#### Excerpt provided

“That on the first day of January, in the year of our Lord one thousand eight hundred and sixty-three, all persons held as slaves within any State or designated part of a State, the people whereof shall then be in rebellion against the United States, shall be then, thenceforward, and forever free; and the Executive Government of the United States, including the military and naval authority thereof, will recognize and maintain the freedom of such persons, and will do no act or acts to repress such persons, or any of them, in any efforts they may make for their actual freedom.”
In January 1863, as the nation began its third year of a bloody war pitting its very own citizens against each other, Pres. Abraham Lincoln signed an executive order proclaiming the emancipation of slaves in Confederate territory. By issuing the Emancipation Proclamation, he created one of American history’s most iconic documents.
The Library holds a broadside edition of the proclamation – one of only 48 copies printed – signed by Lincoln, Sec. of State William H. Seward and Presidential Secretary John G. Nicolay. The document, never before on public view, will be featured in the upcoming exhibition, “The Civil War in America,” opening Nov. 12. The edition was specifically created to raise funds for the Sanitary Commission at the Great Central Sanitary Fair held in Philadelphia in June of 1864.
The United States Sanitary Commission (USSC) was a private agency that held events around the country to raise money for Union soldiers. These sanitary fairs helped provide medical supplies, establish field hospitals, fund the hiring of nurses and care for wounded soldiers during and after the war. It was, in fact, a mission near and dear to Lincoln’s heart.
President Lincoln, his wife Mary and son Tad visited the Great Central Sanitary Fair held in Philadelphia on June 16, 1864, and the day ended up being a highly lucrative fundraising effort. Admission was doubled, and more than 100,000 people flocked the grounds to see the president. Signed editions of the Emancipation Proclamation could be purchased for $10. Ultimately, the Great Central Fair raised more than $1 million for the USSC through admissions, concessions and the sales of goods and mementos like the proclamation. Of the many Northern cities that hosted major sanitary fairs between 1863 and 1865, Philadelphia was second only to New York City in money raised.

########
#### Data section

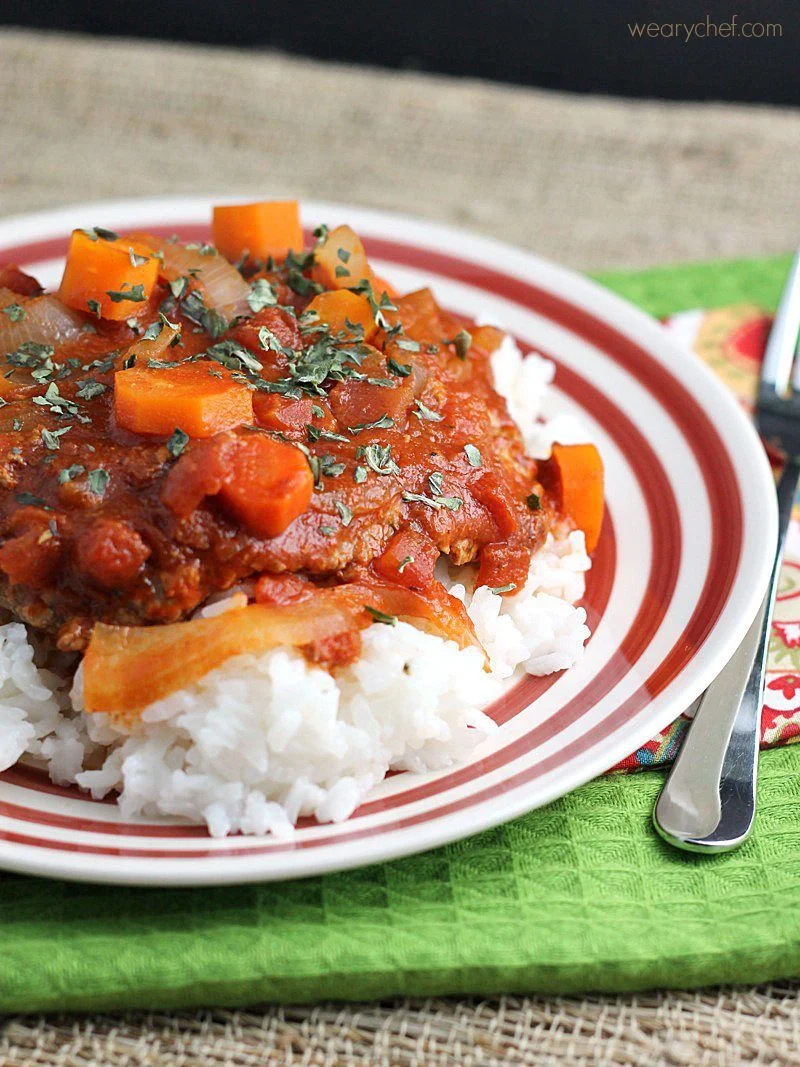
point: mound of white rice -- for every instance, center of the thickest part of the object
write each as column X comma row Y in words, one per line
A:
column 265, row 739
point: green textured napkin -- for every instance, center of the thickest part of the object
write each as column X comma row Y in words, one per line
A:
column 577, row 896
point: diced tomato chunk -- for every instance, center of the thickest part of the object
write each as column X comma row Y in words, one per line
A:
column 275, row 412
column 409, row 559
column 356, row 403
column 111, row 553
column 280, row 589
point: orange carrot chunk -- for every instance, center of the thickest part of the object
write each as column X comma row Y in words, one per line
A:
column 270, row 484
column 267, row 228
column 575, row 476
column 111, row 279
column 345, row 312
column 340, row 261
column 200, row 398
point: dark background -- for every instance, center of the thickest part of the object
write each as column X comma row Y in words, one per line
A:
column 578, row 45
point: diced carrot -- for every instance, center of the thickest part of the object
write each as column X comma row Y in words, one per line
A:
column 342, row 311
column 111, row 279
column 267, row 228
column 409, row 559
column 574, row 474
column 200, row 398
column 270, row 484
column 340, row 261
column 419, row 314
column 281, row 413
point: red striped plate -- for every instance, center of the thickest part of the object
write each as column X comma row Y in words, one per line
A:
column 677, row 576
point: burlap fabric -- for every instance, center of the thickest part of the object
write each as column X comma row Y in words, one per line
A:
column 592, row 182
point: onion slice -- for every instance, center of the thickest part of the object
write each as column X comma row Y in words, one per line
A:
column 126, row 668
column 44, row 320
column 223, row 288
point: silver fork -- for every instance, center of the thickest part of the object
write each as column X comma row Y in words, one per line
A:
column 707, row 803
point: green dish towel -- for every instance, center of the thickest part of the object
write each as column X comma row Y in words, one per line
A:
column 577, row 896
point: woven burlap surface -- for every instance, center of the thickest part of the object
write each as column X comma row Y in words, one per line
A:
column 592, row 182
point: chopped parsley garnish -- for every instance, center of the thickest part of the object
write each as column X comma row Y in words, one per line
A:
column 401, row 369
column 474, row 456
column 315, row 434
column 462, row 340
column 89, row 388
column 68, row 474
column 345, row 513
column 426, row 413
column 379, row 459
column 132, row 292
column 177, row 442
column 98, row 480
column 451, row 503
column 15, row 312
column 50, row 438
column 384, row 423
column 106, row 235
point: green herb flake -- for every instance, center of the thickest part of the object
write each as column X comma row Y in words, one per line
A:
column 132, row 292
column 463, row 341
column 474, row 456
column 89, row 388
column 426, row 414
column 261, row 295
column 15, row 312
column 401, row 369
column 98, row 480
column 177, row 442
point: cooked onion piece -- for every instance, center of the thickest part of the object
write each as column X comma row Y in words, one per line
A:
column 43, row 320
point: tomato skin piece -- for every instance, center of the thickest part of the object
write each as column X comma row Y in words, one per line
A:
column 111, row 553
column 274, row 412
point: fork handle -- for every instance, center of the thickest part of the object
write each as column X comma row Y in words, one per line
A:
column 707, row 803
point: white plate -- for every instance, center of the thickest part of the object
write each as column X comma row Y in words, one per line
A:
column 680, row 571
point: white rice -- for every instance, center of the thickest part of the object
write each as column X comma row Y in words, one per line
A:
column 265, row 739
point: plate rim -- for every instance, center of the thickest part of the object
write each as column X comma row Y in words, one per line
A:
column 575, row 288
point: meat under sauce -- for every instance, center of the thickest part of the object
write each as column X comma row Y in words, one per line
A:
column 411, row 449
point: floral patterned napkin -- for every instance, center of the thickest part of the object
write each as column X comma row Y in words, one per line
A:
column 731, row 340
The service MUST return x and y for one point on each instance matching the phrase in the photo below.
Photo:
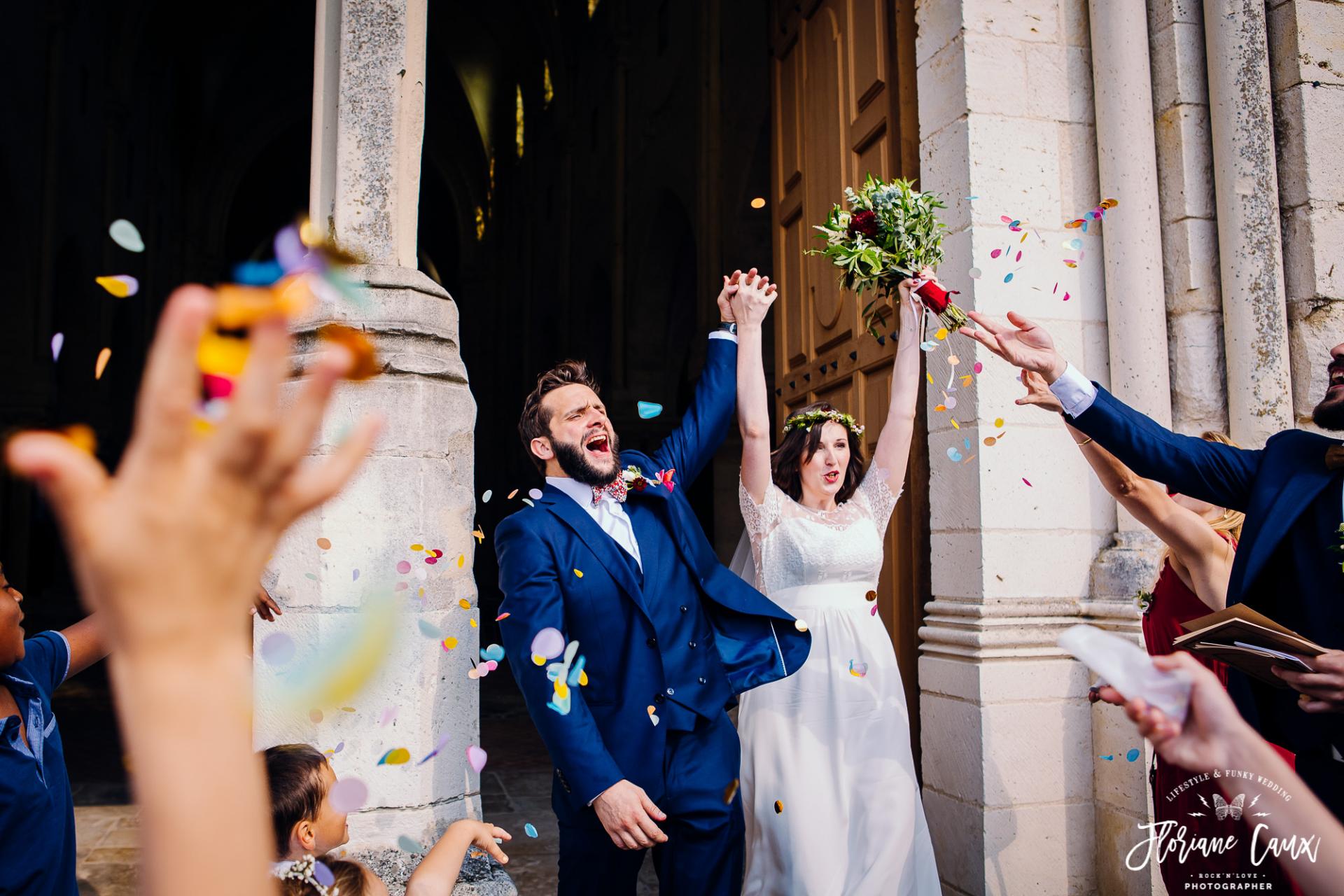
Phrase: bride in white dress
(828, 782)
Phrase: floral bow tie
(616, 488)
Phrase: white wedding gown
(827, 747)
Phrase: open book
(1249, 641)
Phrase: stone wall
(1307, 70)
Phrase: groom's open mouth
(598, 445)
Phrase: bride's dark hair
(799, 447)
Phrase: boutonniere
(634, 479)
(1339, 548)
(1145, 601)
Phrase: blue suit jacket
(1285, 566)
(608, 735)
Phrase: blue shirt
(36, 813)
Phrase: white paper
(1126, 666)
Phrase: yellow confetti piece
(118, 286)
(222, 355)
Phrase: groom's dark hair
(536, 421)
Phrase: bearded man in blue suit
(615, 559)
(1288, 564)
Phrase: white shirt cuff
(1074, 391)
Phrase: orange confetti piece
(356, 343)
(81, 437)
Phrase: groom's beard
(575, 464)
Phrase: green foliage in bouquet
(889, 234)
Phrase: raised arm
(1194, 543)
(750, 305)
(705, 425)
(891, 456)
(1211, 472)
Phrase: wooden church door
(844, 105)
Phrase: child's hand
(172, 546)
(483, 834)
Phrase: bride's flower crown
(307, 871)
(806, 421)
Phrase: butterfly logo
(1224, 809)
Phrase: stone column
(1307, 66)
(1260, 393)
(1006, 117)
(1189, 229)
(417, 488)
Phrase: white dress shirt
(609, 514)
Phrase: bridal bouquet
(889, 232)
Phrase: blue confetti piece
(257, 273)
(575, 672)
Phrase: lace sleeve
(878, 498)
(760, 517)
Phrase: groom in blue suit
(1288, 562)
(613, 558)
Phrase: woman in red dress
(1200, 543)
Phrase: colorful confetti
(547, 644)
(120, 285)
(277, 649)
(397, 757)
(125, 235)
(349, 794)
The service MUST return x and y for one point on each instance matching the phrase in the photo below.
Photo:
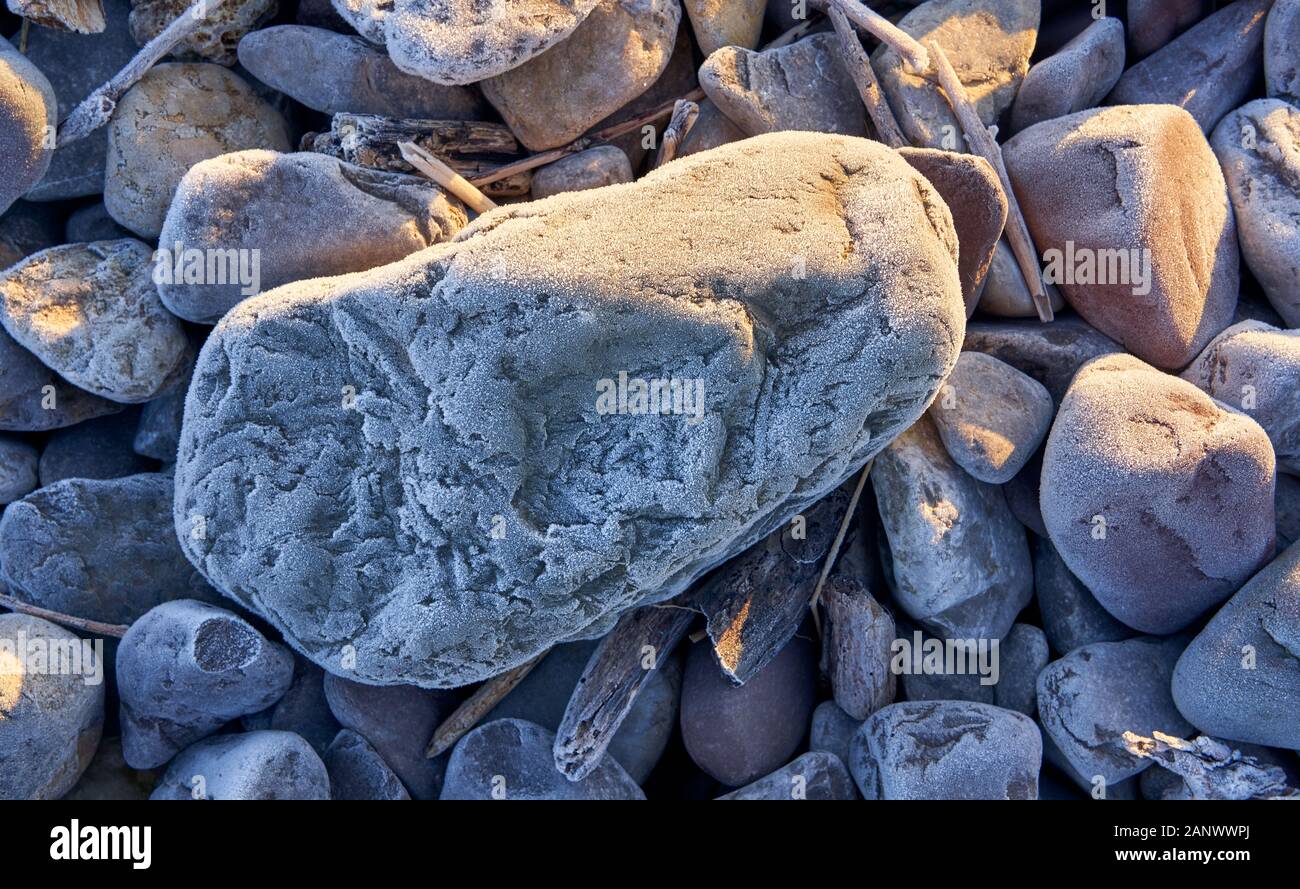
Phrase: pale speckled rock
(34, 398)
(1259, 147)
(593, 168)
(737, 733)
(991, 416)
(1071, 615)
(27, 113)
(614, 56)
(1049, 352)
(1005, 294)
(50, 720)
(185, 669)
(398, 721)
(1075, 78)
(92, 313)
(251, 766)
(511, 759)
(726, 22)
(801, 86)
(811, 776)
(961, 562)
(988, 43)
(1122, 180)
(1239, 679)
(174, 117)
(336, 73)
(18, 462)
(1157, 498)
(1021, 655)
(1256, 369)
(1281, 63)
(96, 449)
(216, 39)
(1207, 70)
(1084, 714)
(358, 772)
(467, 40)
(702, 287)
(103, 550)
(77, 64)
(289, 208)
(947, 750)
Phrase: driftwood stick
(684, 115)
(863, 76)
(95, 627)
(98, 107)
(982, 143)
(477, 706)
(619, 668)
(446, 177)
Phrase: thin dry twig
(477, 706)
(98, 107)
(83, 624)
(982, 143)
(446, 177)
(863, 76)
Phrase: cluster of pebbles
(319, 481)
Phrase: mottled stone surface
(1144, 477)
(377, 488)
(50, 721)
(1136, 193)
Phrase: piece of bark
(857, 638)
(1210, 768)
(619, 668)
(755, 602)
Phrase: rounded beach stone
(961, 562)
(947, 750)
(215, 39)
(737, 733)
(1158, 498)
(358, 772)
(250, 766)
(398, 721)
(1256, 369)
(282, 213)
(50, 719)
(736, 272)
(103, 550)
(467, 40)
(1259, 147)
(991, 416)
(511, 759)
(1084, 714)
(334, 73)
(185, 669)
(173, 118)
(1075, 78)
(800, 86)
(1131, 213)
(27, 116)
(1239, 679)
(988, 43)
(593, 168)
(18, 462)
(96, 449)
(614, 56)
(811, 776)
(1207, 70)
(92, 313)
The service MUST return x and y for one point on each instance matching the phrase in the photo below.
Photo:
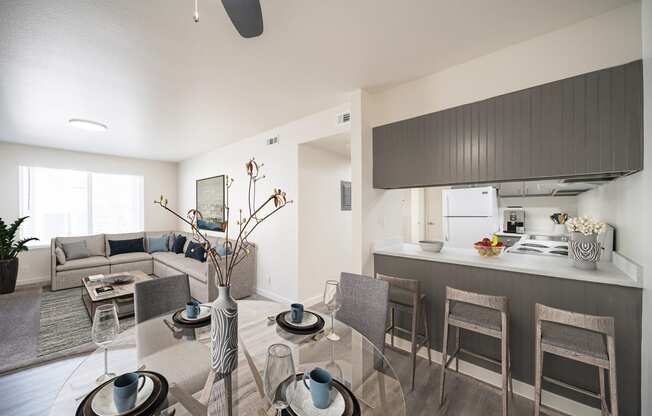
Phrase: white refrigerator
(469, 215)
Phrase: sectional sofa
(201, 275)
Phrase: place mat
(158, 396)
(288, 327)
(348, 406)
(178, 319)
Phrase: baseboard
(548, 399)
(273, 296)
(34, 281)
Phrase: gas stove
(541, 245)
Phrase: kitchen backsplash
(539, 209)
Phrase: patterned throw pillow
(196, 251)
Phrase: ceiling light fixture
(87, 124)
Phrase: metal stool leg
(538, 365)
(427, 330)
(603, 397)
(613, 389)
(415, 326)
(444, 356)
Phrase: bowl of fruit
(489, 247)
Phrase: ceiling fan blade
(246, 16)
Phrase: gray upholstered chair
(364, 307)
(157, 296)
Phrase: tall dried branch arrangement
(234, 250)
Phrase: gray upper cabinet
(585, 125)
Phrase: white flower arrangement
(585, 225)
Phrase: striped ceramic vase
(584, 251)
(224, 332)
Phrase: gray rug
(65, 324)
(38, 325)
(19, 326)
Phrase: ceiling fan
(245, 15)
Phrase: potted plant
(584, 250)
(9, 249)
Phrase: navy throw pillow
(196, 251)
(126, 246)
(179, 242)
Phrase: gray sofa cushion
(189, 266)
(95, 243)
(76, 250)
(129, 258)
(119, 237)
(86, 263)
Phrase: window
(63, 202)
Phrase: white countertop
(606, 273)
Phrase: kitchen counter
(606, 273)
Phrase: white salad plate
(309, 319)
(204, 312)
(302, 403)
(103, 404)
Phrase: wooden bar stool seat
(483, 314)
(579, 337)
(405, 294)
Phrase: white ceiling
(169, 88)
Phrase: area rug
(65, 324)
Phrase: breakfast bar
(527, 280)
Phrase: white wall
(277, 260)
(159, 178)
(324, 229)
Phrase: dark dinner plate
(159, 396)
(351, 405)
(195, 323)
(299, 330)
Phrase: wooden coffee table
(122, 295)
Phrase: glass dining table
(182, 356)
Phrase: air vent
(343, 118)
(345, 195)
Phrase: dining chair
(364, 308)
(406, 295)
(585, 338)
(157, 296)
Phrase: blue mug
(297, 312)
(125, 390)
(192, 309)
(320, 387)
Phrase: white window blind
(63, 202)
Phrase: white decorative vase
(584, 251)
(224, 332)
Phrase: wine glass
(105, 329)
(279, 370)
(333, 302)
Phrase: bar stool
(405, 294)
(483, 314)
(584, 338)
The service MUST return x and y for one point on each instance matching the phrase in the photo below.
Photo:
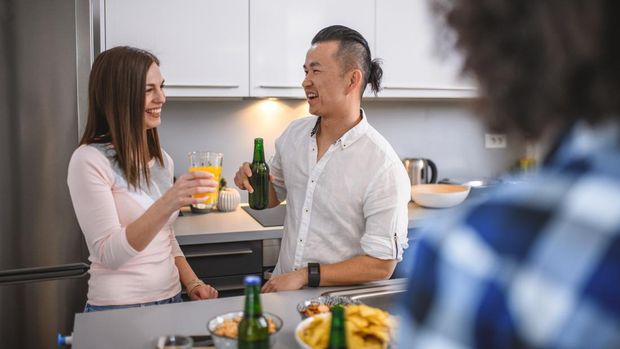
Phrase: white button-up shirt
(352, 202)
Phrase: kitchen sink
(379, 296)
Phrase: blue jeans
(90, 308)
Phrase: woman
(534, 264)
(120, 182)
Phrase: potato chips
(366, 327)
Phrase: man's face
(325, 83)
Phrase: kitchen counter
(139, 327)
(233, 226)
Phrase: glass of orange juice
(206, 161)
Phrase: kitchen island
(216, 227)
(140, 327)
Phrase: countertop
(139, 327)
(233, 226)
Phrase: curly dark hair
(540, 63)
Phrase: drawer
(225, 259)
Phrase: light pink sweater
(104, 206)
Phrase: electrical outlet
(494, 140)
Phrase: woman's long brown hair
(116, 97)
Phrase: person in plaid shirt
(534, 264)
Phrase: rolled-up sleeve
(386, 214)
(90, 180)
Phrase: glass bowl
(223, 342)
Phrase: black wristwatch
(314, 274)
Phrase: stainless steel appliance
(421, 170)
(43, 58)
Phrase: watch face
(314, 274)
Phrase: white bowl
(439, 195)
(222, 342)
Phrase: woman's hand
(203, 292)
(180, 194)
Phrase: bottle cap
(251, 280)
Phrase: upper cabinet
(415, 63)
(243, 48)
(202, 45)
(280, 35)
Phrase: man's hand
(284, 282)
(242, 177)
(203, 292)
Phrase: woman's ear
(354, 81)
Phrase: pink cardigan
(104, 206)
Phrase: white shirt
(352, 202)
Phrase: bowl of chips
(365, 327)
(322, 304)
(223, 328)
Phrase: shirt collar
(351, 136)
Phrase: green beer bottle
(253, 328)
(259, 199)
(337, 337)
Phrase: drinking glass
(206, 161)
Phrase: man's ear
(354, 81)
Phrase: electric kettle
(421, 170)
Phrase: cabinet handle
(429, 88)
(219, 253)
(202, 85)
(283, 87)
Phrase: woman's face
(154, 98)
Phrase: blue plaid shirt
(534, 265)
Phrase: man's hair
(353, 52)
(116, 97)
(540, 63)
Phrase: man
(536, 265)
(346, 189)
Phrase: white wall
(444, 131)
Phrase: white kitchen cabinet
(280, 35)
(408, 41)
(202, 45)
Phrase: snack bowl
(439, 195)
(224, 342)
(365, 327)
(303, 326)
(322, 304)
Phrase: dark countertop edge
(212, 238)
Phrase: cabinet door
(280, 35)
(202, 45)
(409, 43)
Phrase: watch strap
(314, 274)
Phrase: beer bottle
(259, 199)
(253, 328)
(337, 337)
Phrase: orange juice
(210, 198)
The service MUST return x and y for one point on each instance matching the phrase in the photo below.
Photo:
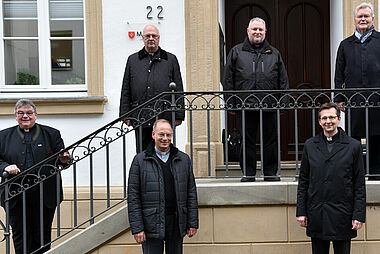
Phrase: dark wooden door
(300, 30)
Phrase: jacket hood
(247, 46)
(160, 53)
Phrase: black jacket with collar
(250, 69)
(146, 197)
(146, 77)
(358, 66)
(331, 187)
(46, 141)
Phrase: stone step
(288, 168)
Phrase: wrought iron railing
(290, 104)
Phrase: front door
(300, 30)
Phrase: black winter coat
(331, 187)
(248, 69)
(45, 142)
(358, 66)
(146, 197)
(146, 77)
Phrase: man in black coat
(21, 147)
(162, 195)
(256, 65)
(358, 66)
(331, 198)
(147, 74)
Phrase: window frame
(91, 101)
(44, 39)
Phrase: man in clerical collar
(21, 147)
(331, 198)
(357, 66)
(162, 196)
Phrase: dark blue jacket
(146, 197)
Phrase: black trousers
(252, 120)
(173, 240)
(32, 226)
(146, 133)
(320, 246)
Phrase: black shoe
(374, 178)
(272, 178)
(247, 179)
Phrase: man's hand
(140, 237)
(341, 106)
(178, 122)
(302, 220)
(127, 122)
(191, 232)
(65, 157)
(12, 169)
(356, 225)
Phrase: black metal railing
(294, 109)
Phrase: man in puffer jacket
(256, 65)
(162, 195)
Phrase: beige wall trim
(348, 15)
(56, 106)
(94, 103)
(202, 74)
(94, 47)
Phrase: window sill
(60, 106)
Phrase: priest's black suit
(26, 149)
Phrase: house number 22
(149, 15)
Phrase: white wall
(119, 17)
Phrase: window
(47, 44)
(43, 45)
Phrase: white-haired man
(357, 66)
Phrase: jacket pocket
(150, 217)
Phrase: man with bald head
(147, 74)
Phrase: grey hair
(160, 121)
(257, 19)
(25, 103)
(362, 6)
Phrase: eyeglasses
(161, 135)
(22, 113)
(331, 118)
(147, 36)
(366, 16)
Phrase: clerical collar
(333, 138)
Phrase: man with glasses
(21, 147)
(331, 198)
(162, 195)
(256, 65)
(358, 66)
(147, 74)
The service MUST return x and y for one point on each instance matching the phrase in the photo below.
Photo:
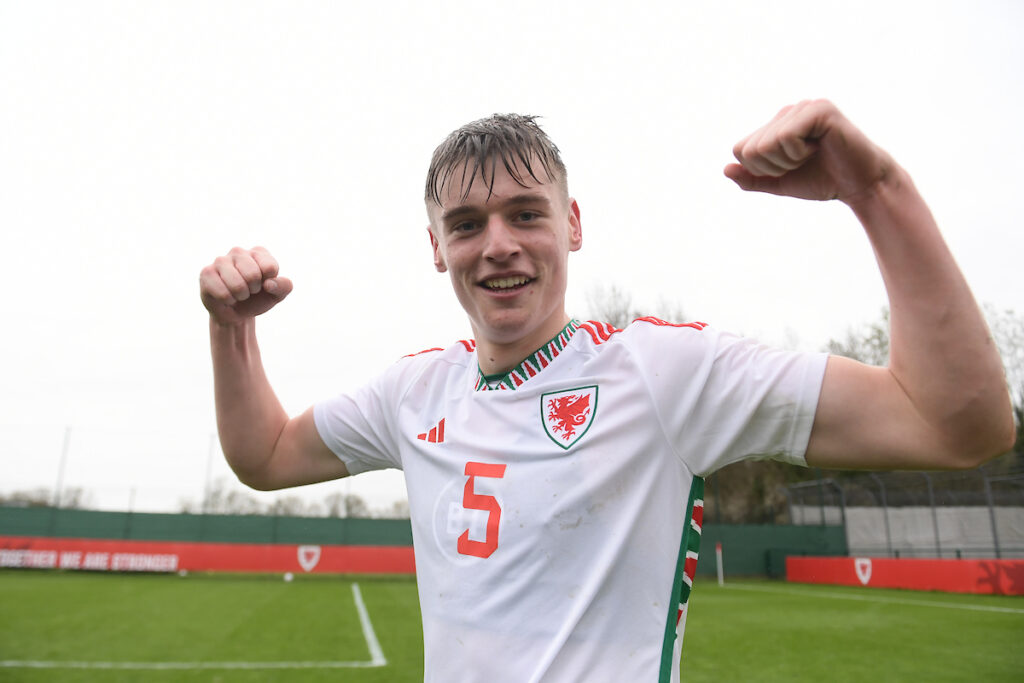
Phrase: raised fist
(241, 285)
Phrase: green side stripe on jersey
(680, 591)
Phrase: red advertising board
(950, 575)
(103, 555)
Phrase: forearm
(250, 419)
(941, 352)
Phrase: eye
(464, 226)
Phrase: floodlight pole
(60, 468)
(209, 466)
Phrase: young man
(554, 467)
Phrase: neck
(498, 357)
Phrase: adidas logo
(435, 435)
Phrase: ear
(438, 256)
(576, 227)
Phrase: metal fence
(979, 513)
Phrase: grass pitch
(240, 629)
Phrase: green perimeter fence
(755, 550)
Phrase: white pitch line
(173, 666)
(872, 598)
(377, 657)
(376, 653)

########

Exercises to complete:
A) After the material, reproduce word for word the stretch of the Emancipation Proclamation piece from "In January 1863, as" through "June of 1864.".
B) Using the Emancipation Proclamation piece, explain in one to three sentences why the broadside edition signed by Lincoln, Seward and Nicolay was made.

Answer list:
A)
In January 1863, as the nation began its third year of a bloody war pitting its very own citizens against each other, Pres. Abraham Lincoln signed an executive order proclaiming the emancipation of slaves in Confederate territory. By issuing the Emancipation Proclamation, he created one of American history’s most iconic documents.
The Library holds a broadside edition of the proclamation – one of only 48 copies printed – signed by Lincoln, Sec. of State William H. Seward and Presidential Secretary John G. Nicolay. The document, never before on public view, will be featured in the upcoming exhibition, “The Civil War in America,” opening Nov. 12. The edition was specifically created to raise funds for the Sanitary Commission at the Great Central Sanitary Fair held in Philadelphia in June of 1864.

B) The edition was made to raise money for the Sanitary Commission at the Great Central Sanitary Fair in Philadelphia in June 1864. Signed copies sold there for $10. Money from the fair went to care for Union soldiers.